Could you rewrite all the records with "in this photo" replaced by "in this image" everywhere, changing nothing else and leaving the pictures out?

━━ RAW DATA ━━

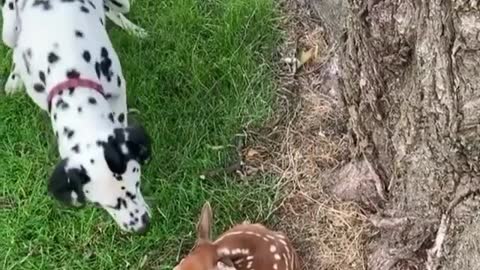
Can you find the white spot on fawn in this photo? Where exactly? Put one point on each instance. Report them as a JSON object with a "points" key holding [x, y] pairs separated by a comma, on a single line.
{"points": [[224, 251]]}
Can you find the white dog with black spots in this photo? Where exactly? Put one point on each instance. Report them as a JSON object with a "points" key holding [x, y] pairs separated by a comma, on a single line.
{"points": [[63, 57]]}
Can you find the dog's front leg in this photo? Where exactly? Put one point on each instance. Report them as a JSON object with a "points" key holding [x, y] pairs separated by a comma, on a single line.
{"points": [[14, 82]]}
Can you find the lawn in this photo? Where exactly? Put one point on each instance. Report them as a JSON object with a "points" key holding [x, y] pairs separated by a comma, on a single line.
{"points": [[201, 76]]}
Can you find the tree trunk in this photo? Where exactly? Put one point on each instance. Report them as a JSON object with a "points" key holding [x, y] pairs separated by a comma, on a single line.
{"points": [[410, 76]]}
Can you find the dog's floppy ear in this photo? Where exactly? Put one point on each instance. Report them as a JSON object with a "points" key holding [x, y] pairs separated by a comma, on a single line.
{"points": [[134, 143], [138, 143], [65, 185]]}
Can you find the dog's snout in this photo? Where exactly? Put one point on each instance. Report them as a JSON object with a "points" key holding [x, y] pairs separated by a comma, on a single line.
{"points": [[145, 224]]}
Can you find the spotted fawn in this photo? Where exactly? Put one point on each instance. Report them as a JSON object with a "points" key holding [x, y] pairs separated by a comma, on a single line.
{"points": [[243, 247]]}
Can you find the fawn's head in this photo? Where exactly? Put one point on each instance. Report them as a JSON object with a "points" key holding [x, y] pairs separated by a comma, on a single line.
{"points": [[204, 255]]}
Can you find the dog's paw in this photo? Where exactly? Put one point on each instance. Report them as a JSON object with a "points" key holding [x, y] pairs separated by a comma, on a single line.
{"points": [[13, 84]]}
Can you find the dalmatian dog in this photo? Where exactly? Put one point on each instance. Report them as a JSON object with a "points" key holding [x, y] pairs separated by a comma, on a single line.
{"points": [[114, 10], [63, 55]]}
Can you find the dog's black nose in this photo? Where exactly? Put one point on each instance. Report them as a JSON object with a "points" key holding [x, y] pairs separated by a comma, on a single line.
{"points": [[145, 224]]}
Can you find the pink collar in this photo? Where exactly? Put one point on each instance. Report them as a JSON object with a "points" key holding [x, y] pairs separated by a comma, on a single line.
{"points": [[72, 83]]}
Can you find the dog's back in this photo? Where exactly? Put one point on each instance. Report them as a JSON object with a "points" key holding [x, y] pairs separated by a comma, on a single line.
{"points": [[64, 38]]}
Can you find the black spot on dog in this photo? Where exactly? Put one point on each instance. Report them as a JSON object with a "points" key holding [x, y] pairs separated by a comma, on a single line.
{"points": [[41, 74], [120, 202], [45, 4], [73, 74], [79, 34], [105, 64], [53, 58], [76, 148], [39, 87], [121, 117], [86, 56], [116, 3], [110, 116], [68, 132], [97, 69], [26, 62], [130, 195], [62, 104]]}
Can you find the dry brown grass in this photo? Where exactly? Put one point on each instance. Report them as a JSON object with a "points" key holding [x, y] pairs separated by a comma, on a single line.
{"points": [[304, 145]]}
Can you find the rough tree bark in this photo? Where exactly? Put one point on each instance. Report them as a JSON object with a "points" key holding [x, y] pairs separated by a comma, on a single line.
{"points": [[410, 82]]}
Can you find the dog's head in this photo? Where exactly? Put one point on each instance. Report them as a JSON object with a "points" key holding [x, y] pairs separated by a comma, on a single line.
{"points": [[107, 173]]}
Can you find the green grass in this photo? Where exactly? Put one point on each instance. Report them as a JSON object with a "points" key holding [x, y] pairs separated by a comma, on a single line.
{"points": [[197, 80]]}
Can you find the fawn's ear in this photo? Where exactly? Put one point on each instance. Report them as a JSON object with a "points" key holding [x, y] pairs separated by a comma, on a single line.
{"points": [[204, 226], [227, 261]]}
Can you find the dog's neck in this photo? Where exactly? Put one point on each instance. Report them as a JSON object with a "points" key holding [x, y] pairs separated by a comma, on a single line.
{"points": [[80, 118]]}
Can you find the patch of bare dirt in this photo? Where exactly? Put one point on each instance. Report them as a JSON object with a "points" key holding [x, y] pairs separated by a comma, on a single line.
{"points": [[307, 143]]}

━━━

PROBLEM SOLUTION >>
Can you find the white spot on fawn in this image? Where exactly? Put one point on each instance. Report them as a JSON object with a "points" key holding [x, y] pairs separated by a comma, on a single line.
{"points": [[224, 251]]}
Can you find the white dog with black spots in this image? Where exactly? Put one point on each instance. Report them as a JSON object with a "points" key holding [x, y] pairs separated by a comma, on a single line.
{"points": [[63, 57]]}
Can you find the dog's front leg in this image? Where exactly? Put one point on each instance. Report them as a JSON object with a "points" key holding [x, y] pairs separated by a comma, on a single line.
{"points": [[14, 82]]}
Can you find the lawn in this image? Where exactly? Put one point on each instance. Report them as a JSON object with a "points" key holding [x, y] pairs separated by a comma, on a single line.
{"points": [[201, 76]]}
Can you find the tree trunk in this image? Where exactly? Put one point on each instance. Report them as a JSON object with a "points" key holding [x, y] pairs separated by a comma, on a single line.
{"points": [[410, 76]]}
Can you find the dog's floppy ear in this image? Where exactly? Put one point on each instance. Report them as a JSON object with a "points" key holding [x, y] pairs separated by a comma, on a single line.
{"points": [[134, 143], [138, 143], [65, 185]]}
Can you find the dog's snout in this image? Where exactly? Put one point on each instance. Report them as a JSON object with a "points" key holding [x, y] pairs separated by a comma, on a single line.
{"points": [[145, 224]]}
Can you find the spotted fawn in this image? Where exactly? Put one point on each instance. Report them as a JSON object with a "points" key holding [x, y] pairs separated by a comma, on a single line.
{"points": [[243, 247]]}
Can you find the fawn's head in this image? Where exactly? Put one point on each instance. Report them as a JSON object with a "points" key holding [x, y] pairs separated by a comma, on a single line.
{"points": [[204, 255]]}
Can you find the dog's paw in this image? Where exactly? Put one point on each instance. Report them as a JSON object with a "points" key holding [x, y] pairs separated by a comma, on a single line.
{"points": [[13, 84]]}
Can you find the dalmatian dog in this image? Where exactly? Put one point on each instance. Report them as a JSON object with a "points" key holding [x, y] pairs separated by a comma, on a single line.
{"points": [[114, 10], [63, 55]]}
Can you find the dog's black nose in this image? Where exactly? Put one point on each instance. Report them as a JSON object with a "points" key holding [x, y] pairs separated by a comma, on a single line.
{"points": [[145, 224]]}
Can you find the pink collar in this image? Where exactly? Put one point on each instance. Report them as a JSON object with a "points" key holding [x, y] pairs separated by a comma, on a single line.
{"points": [[72, 83]]}
Can you find the dog's back in this image? Where exactly? Put one point on each instance. Report them as a JSON object with a "points" key holding [x, y] pairs separated by a comma, on a single line.
{"points": [[64, 38]]}
Can you find the black spot on dog in this image? Where exactly? Put one point on each instance. Report them as a JSON object with a "points" key holding [x, y] pairs separated by a comma, on a single line.
{"points": [[41, 74], [120, 202], [45, 4], [73, 74], [79, 34], [105, 64], [53, 58], [76, 148], [39, 87], [121, 117], [86, 56], [116, 3], [110, 116], [68, 132], [97, 69], [26, 62], [130, 195], [62, 104]]}
Can you find the dry brown grass in this image? Where exactly? Put one point on each instance. Report them as a JSON object with a "points" key holding [x, y] pairs separated by a comma, on a single line.
{"points": [[304, 145]]}
Can you find the rough tree bark in this image? Where exactly? Put one point on each instance. Report them as a JSON object with a "points" key holding [x, y] pairs separated by a comma, on a single line.
{"points": [[410, 82]]}
Can you find the dog's head in this image? Where exactly? Put one point on each instance. Report them as a JSON object with a "points" key holding [x, y] pairs separated by a comma, on a single line.
{"points": [[107, 173]]}
Can you find the green grass in this image? Where exactly? Put one point on each instance. Report them as a JSON object with a "points" key holding [x, y] pairs separated by a comma, on a single line.
{"points": [[197, 80]]}
Can you find the fawn's ear in this image? Where exactly? Put one point on each instance. Report them as a JSON object with a "points" key holding [x, y] pairs separated by a comma, on a single line.
{"points": [[204, 226], [227, 261]]}
Can you find the dog's neck in this image? Where exactly? Put one point on each instance. Report them as a JSON object with a "points" key holding [x, y] pairs separated by a comma, on a single line.
{"points": [[80, 118]]}
Can you find the patch of bare dirt in this image? Where exactly? Put one point on each instance. Report them as a JSON object with a "points" key holding [x, y] pairs separated by a comma, on a single line.
{"points": [[307, 143]]}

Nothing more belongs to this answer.